Across these entries, count the lines holding the string "over"; the number is the whole answer.
+++ Provided records
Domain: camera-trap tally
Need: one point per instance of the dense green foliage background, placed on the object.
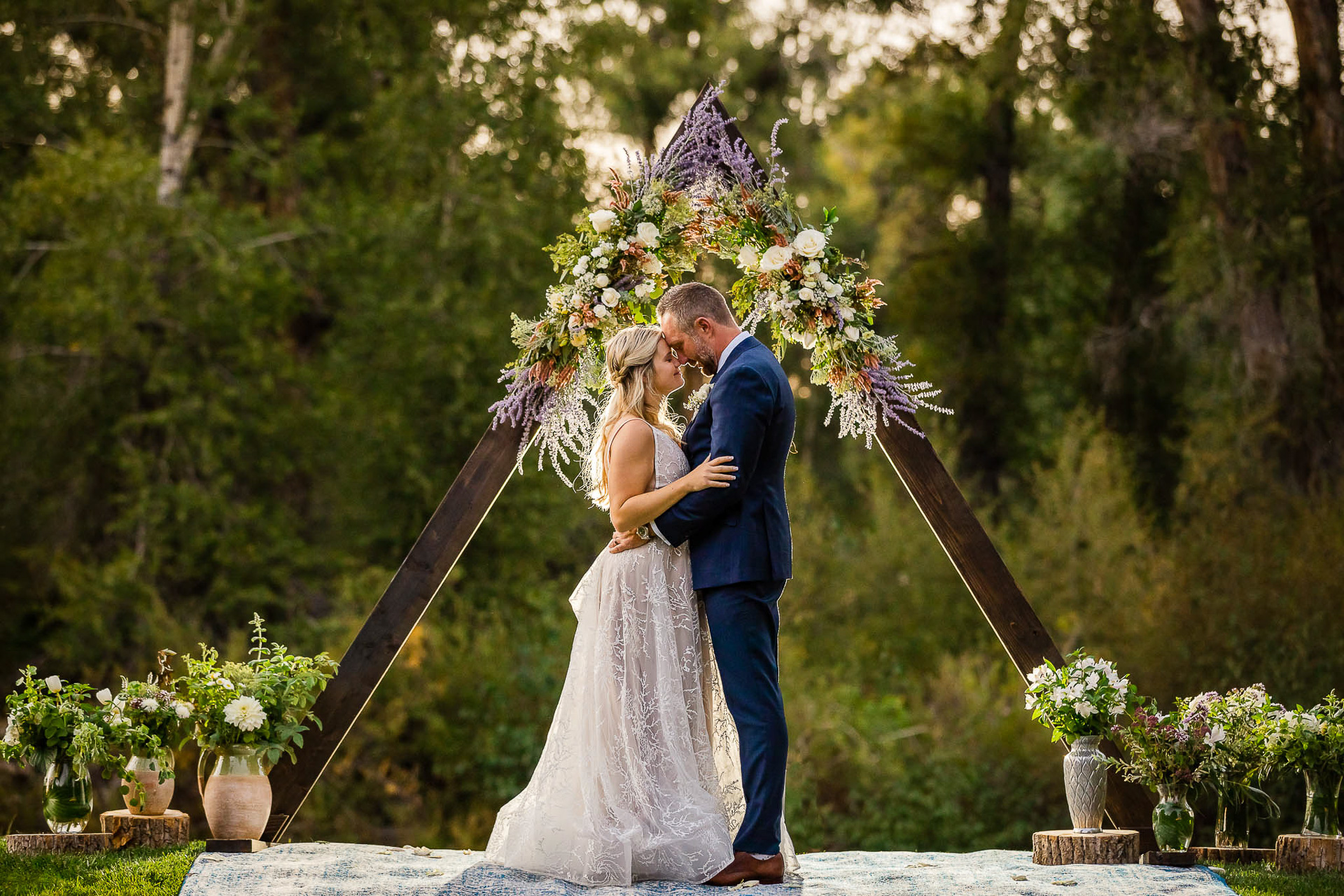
(251, 398)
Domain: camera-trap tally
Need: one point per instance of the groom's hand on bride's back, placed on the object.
(625, 540)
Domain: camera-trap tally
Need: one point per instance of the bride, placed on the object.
(640, 774)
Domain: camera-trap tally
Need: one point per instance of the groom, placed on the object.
(741, 551)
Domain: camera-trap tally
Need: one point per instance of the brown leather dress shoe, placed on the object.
(745, 867)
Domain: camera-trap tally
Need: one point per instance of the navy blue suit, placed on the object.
(741, 556)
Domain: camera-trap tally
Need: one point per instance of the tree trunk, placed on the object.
(181, 127)
(1222, 139)
(1316, 24)
(992, 390)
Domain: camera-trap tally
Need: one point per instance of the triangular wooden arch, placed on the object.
(480, 482)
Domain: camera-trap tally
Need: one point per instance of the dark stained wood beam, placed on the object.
(990, 582)
(397, 613)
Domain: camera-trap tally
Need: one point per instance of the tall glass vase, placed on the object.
(1085, 785)
(66, 797)
(1323, 799)
(1174, 820)
(1234, 818)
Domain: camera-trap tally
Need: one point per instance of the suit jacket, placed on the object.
(739, 533)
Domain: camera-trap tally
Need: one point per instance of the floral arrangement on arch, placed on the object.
(262, 703)
(1078, 699)
(705, 194)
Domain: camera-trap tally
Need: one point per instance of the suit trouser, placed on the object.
(745, 628)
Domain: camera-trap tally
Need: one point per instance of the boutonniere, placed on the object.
(695, 399)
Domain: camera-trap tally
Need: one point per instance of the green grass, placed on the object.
(159, 872)
(1262, 880)
(131, 872)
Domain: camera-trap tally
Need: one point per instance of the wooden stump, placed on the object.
(1298, 853)
(169, 830)
(39, 844)
(1070, 848)
(1227, 856)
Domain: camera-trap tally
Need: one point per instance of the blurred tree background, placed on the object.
(260, 258)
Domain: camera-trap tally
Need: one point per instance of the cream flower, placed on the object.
(603, 219)
(809, 242)
(648, 234)
(245, 713)
(776, 258)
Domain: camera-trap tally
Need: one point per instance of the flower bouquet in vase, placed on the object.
(1238, 727)
(1171, 754)
(248, 715)
(1312, 742)
(148, 719)
(1079, 701)
(55, 729)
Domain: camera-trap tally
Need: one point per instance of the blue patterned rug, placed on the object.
(350, 869)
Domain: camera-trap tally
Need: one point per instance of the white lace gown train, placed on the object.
(640, 776)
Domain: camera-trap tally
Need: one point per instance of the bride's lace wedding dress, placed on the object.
(640, 776)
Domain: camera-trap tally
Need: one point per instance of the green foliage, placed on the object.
(130, 872)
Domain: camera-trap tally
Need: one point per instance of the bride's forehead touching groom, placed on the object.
(741, 550)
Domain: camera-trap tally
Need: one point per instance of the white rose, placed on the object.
(603, 219)
(245, 713)
(648, 234)
(811, 242)
(776, 258)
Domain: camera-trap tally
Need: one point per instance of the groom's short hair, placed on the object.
(686, 302)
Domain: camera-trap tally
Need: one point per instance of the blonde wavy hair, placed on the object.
(629, 375)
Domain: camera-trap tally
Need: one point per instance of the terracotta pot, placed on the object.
(237, 797)
(155, 796)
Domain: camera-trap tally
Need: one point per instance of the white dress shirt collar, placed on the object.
(727, 349)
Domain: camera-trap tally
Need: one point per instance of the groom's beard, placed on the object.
(704, 356)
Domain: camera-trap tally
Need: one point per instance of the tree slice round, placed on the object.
(169, 830)
(1070, 848)
(1298, 853)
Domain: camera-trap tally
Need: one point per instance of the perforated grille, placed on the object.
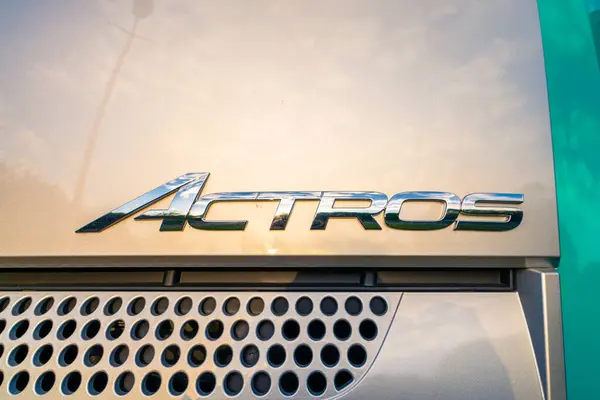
(213, 345)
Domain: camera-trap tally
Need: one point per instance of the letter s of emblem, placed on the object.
(512, 215)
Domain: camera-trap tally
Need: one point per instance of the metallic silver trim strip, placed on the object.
(539, 292)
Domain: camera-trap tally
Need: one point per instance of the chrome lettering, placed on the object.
(188, 207)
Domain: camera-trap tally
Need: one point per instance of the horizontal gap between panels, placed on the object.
(491, 279)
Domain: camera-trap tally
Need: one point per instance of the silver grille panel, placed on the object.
(196, 344)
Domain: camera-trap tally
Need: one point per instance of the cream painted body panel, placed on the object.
(386, 96)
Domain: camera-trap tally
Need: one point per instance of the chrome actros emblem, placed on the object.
(187, 207)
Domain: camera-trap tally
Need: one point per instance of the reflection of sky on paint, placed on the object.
(276, 96)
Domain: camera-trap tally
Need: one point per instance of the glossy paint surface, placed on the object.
(569, 33)
(101, 102)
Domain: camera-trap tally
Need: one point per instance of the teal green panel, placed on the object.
(572, 66)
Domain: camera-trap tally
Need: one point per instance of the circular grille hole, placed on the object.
(304, 306)
(19, 308)
(119, 355)
(353, 305)
(4, 302)
(113, 306)
(19, 329)
(378, 305)
(276, 355)
(357, 355)
(256, 306)
(280, 306)
(44, 306)
(240, 330)
(183, 306)
(45, 383)
(67, 306)
(265, 330)
(98, 383)
(160, 305)
(151, 383)
(342, 329)
(223, 355)
(261, 383)
(197, 355)
(368, 329)
(232, 306)
(90, 306)
(330, 355)
(303, 355)
(66, 330)
(171, 355)
(18, 355)
(42, 330)
(42, 355)
(178, 383)
(214, 329)
(316, 329)
(19, 382)
(140, 329)
(145, 355)
(71, 383)
(288, 383)
(136, 306)
(316, 383)
(124, 383)
(189, 330)
(290, 330)
(164, 329)
(115, 329)
(328, 306)
(206, 383)
(90, 330)
(250, 355)
(342, 380)
(207, 306)
(68, 355)
(93, 355)
(233, 383)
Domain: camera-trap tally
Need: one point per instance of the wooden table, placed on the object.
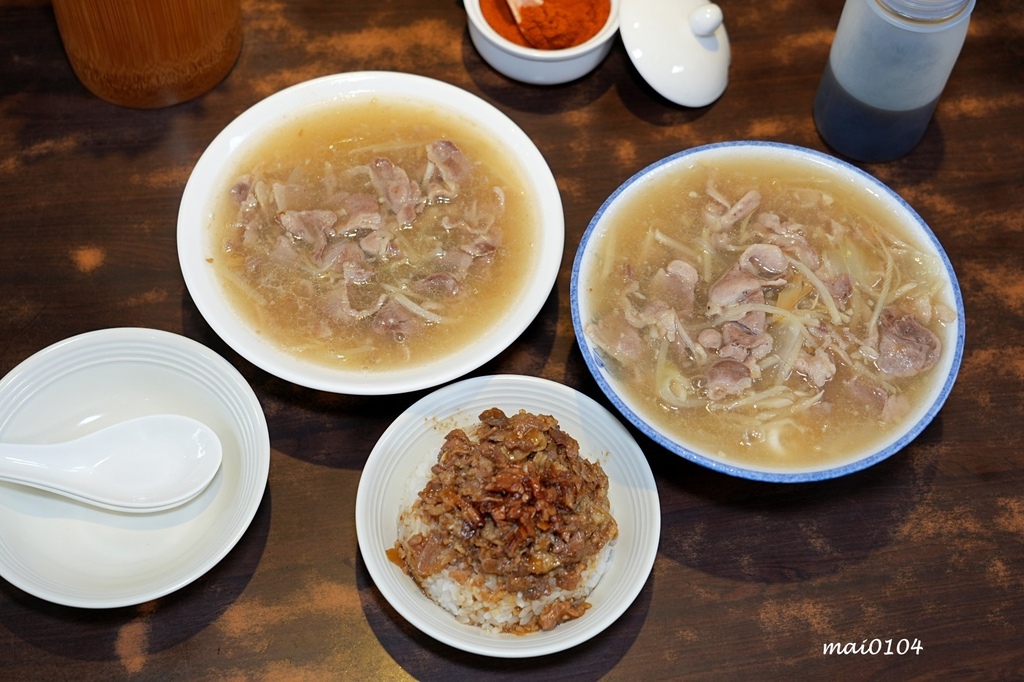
(752, 580)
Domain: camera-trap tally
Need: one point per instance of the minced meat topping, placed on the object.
(515, 501)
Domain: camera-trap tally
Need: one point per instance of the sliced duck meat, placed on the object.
(727, 377)
(905, 346)
(401, 195)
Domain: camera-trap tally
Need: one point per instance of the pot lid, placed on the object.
(680, 47)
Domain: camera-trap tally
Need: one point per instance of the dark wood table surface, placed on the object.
(751, 579)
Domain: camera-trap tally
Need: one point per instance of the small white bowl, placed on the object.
(77, 555)
(209, 179)
(816, 165)
(540, 67)
(416, 437)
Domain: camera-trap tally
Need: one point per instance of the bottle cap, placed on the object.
(680, 47)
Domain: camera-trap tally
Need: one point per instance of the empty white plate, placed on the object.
(73, 554)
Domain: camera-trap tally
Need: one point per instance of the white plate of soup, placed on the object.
(778, 315)
(399, 464)
(371, 232)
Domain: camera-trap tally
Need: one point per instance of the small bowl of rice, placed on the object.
(778, 314)
(454, 590)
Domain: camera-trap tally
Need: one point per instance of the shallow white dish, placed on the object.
(210, 177)
(418, 434)
(944, 372)
(73, 554)
(535, 66)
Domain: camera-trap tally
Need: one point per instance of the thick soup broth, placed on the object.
(764, 314)
(374, 235)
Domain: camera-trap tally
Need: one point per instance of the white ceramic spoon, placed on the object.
(141, 465)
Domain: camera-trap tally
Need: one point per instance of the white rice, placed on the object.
(478, 600)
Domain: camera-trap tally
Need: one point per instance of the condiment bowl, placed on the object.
(871, 329)
(539, 67)
(541, 249)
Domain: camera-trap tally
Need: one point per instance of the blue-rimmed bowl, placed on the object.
(888, 202)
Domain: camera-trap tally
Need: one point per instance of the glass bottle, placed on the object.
(889, 62)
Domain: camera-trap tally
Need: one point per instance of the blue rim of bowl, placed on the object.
(594, 365)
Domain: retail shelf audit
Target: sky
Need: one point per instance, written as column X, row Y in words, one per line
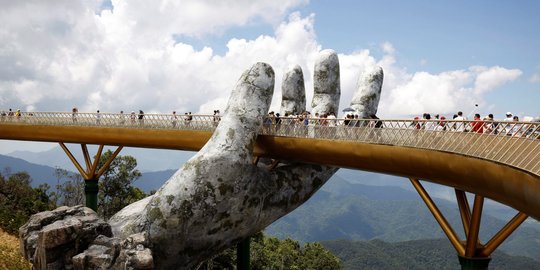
column 159, row 56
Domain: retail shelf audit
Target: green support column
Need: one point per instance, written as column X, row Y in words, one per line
column 90, row 191
column 480, row 263
column 242, row 255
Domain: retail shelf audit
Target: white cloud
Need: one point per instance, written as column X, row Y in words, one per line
column 388, row 48
column 127, row 59
column 535, row 78
column 490, row 78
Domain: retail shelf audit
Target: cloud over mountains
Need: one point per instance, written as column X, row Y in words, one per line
column 134, row 56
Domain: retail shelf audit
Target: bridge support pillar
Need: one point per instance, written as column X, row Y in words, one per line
column 91, row 173
column 242, row 255
column 472, row 254
column 91, row 188
column 467, row 263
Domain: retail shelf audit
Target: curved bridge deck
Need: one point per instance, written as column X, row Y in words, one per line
column 501, row 163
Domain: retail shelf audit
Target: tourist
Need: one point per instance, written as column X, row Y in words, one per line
column 508, row 126
column 516, row 127
column 122, row 118
column 174, row 119
column 141, row 117
column 132, row 117
column 460, row 126
column 98, row 117
column 74, row 112
column 478, row 125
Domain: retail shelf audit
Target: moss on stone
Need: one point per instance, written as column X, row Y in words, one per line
column 154, row 214
column 170, row 199
column 224, row 188
column 230, row 133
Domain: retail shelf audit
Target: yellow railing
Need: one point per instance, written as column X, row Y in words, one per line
column 516, row 144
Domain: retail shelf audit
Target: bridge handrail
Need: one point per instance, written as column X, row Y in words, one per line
column 514, row 143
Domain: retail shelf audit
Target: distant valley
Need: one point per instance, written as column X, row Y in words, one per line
column 353, row 205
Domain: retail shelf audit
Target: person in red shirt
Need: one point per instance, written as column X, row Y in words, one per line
column 478, row 124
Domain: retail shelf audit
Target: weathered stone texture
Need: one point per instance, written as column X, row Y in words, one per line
column 326, row 83
column 75, row 238
column 213, row 201
column 366, row 98
column 293, row 91
column 49, row 239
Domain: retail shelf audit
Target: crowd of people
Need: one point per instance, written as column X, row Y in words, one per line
column 511, row 125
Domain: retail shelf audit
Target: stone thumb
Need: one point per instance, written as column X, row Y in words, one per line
column 248, row 105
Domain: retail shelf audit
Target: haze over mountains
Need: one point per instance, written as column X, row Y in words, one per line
column 353, row 205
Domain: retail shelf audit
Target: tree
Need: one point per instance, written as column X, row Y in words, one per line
column 115, row 185
column 18, row 201
column 71, row 191
column 273, row 253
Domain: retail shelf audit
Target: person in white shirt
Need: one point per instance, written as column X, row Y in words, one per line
column 507, row 126
column 460, row 126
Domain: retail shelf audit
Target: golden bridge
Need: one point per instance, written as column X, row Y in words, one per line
column 495, row 160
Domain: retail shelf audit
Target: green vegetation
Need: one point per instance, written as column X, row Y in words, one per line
column 419, row 254
column 272, row 253
column 343, row 210
column 115, row 186
column 10, row 257
column 18, row 201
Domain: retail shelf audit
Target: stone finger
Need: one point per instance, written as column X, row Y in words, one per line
column 293, row 101
column 326, row 83
column 365, row 101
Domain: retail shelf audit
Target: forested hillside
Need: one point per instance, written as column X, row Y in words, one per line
column 417, row 254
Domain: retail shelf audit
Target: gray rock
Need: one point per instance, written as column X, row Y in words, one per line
column 112, row 253
column 293, row 91
column 366, row 98
column 49, row 239
column 216, row 199
column 326, row 83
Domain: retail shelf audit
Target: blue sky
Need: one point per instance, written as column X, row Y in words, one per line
column 159, row 56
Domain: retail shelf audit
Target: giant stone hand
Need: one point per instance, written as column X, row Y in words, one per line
column 220, row 197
++++++
__Problem solution__
2